_EXERCISE DESCRIPTION_: Rewrite every line of the entries below, from the line with "the locomotive cab" up to and including the last line. Leave the request wording unchanged, but multiply each coordinate in the answers by 2.15 and round it to a whole number, with halves rounded up.

(Saved entries)
— BEGIN —
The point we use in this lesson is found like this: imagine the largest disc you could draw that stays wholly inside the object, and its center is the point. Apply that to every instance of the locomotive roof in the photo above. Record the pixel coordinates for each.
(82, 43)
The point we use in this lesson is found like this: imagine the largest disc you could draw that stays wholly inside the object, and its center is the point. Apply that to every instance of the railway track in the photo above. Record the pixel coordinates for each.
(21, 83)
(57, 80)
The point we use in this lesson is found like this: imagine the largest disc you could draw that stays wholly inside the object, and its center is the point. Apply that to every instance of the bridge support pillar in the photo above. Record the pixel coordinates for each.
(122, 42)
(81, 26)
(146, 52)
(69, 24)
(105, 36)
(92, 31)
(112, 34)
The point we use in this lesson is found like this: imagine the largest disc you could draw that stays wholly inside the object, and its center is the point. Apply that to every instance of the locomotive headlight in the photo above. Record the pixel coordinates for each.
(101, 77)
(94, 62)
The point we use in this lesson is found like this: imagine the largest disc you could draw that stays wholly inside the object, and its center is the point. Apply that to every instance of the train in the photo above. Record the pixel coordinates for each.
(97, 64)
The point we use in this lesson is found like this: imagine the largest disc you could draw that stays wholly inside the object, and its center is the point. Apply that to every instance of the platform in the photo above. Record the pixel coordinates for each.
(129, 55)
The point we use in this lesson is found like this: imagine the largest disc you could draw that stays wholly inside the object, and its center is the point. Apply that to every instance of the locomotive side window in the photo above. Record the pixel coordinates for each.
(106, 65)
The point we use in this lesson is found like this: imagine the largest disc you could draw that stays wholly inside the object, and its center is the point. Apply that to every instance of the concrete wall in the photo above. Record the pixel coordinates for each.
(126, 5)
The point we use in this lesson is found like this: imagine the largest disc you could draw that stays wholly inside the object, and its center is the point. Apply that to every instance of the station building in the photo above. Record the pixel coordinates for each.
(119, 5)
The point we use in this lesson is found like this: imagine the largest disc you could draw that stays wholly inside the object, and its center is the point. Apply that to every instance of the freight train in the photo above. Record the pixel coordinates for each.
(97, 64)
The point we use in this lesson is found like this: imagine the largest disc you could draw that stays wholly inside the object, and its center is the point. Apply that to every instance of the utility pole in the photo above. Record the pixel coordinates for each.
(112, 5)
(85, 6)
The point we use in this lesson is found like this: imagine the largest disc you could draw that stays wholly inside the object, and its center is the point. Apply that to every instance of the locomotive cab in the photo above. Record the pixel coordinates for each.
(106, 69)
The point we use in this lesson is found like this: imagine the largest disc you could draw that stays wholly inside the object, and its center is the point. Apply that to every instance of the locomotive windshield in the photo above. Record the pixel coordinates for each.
— END —
_FULL RESPONSE_:
The point we use in this lesson is found like this: imagine the largest disc you could draw that stays wholly inside the object, and its center is the point. Apply that to every instance of the locomotive cab in the photo above. Record the pixel coordinates for each.
(228, 148)
The point we use in this lesson is found like this: imagine the largest disc you could draw that stays wholly inside the object, and its center is the point. Apply that to every instance of the locomotive windshield in the photo above. Record the pixel coordinates for each.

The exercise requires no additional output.